Lines before the one containing "Objective — for every instance of the coastline" are excluded; reproduce that line and all lines after it in the entries below, exactly.

╭──

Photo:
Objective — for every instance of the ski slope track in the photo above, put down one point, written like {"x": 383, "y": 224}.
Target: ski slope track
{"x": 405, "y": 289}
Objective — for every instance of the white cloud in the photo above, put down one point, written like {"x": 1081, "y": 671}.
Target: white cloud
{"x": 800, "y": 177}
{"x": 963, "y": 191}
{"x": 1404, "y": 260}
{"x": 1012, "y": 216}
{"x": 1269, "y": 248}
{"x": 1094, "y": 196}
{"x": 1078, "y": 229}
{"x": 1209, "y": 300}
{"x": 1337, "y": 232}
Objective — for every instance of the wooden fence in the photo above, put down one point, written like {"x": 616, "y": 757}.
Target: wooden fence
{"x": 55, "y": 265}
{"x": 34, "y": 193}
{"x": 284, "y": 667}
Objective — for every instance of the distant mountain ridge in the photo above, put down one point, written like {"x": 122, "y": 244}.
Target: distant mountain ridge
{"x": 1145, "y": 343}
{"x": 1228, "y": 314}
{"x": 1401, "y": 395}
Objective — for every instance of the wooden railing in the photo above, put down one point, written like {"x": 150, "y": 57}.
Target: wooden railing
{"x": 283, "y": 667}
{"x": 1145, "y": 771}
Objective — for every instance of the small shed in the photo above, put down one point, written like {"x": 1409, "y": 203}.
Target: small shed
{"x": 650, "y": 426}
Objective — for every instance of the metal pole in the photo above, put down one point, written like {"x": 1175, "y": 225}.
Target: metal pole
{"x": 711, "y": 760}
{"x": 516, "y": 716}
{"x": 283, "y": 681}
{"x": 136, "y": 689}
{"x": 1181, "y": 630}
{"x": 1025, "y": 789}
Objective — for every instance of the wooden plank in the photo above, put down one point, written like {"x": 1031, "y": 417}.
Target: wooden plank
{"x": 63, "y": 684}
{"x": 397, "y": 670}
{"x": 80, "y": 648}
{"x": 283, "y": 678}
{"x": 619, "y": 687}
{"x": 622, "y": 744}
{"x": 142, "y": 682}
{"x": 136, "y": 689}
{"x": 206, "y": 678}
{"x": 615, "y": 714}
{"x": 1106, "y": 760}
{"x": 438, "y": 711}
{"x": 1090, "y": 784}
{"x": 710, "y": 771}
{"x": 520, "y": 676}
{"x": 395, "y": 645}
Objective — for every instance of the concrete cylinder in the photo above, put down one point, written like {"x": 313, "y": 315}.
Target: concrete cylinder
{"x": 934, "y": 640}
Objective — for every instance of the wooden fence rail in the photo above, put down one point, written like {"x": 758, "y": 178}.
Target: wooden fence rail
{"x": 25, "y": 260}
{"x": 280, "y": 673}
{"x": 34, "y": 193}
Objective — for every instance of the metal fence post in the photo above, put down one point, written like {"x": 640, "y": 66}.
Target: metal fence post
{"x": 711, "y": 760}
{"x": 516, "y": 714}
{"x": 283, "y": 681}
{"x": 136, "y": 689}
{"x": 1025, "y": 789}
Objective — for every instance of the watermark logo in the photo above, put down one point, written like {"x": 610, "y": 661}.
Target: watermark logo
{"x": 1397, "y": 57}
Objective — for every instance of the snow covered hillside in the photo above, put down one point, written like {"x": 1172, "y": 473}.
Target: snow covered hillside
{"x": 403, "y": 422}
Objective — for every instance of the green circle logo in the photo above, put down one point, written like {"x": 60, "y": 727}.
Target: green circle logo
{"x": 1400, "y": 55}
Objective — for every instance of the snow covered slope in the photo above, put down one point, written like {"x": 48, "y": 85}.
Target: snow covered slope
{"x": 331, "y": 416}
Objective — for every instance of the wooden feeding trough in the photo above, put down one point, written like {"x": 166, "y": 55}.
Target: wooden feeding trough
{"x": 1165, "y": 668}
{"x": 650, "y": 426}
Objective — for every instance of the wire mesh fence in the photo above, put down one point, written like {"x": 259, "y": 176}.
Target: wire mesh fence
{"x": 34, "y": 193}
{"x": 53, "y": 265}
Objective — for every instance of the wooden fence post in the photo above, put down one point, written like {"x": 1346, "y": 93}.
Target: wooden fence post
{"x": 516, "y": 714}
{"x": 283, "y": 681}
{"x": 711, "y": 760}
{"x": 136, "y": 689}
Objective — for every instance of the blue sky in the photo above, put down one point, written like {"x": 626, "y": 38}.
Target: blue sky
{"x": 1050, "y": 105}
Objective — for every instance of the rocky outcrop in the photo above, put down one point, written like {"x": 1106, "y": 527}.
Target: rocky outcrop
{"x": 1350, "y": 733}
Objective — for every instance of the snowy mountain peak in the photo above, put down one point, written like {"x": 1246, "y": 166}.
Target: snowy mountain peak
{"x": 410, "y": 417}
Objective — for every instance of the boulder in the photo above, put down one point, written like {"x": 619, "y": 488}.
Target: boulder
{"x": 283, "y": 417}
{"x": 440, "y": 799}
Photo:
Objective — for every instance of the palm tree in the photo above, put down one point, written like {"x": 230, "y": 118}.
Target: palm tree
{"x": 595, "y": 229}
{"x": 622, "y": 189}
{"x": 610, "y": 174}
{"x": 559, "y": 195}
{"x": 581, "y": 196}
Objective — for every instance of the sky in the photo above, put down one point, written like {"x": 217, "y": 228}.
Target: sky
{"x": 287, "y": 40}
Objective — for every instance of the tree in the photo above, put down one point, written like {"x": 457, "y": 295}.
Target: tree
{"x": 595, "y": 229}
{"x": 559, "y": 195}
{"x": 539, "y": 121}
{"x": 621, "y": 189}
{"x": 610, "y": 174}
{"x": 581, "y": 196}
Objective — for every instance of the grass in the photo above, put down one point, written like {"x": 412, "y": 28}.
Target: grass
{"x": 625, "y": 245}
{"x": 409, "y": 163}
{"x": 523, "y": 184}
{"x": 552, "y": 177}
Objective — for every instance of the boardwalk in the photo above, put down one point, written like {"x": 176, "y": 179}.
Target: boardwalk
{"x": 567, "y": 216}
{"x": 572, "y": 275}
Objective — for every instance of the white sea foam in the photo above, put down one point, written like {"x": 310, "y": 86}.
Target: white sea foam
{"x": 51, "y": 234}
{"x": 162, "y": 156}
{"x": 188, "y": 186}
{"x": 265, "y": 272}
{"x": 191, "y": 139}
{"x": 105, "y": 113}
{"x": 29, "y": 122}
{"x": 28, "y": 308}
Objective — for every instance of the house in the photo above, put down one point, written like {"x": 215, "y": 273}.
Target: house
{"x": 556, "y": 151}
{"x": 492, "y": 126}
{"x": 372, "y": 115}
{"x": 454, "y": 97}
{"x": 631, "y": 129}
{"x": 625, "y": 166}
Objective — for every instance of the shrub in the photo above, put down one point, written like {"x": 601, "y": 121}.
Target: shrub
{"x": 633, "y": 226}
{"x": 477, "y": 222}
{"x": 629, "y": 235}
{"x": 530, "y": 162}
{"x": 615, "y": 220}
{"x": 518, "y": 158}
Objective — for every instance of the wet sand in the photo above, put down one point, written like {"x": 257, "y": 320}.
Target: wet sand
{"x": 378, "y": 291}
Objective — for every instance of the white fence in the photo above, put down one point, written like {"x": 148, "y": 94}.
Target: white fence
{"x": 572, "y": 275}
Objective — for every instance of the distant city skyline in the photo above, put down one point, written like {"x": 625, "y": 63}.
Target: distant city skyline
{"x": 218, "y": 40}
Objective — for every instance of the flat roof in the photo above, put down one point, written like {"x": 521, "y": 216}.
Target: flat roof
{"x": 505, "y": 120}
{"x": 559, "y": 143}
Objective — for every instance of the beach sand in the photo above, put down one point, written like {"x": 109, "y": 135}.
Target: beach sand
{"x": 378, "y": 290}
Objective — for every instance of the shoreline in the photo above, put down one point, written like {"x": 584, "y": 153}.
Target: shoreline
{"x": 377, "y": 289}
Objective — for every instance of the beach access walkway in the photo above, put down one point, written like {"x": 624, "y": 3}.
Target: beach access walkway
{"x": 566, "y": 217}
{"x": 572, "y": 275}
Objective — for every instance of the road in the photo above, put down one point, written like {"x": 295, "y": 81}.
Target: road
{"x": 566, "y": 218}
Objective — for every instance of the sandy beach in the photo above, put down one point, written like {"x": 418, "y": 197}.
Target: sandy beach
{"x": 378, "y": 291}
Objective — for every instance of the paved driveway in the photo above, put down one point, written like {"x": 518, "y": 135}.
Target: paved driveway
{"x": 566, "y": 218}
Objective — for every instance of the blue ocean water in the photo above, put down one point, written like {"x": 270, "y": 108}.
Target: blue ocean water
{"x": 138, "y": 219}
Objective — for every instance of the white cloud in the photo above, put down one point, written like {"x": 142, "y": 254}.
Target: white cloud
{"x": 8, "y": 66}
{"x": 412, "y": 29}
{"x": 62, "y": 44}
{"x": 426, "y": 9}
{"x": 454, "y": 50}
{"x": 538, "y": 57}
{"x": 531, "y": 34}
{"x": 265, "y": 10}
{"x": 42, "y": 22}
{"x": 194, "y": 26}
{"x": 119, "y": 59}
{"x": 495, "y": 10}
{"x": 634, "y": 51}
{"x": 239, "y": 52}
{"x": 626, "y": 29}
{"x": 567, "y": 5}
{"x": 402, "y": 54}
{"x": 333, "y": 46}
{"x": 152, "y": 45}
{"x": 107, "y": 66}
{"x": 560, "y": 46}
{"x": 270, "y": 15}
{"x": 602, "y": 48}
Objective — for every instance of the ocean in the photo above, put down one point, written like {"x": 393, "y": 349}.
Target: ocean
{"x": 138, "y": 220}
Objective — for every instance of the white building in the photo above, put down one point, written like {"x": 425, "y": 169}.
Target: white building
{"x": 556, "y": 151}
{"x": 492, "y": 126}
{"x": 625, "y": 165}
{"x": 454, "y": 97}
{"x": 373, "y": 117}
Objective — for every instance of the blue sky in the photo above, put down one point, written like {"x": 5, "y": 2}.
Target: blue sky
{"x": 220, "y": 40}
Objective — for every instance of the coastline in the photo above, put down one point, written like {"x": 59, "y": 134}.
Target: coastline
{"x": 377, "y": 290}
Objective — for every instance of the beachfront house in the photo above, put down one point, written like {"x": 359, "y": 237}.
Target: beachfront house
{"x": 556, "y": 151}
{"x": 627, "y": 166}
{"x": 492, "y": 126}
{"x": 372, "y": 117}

╰──

Final result:
Objective — for every instance of the coastline in the photo above, put down one point, written like {"x": 59, "y": 134}.
Target: coastline
{"x": 377, "y": 290}
Objective — for every instance of the beachfront house in the photo above, put down one point, written like {"x": 359, "y": 237}.
Target: beachfront house
{"x": 556, "y": 151}
{"x": 627, "y": 166}
{"x": 492, "y": 126}
{"x": 372, "y": 117}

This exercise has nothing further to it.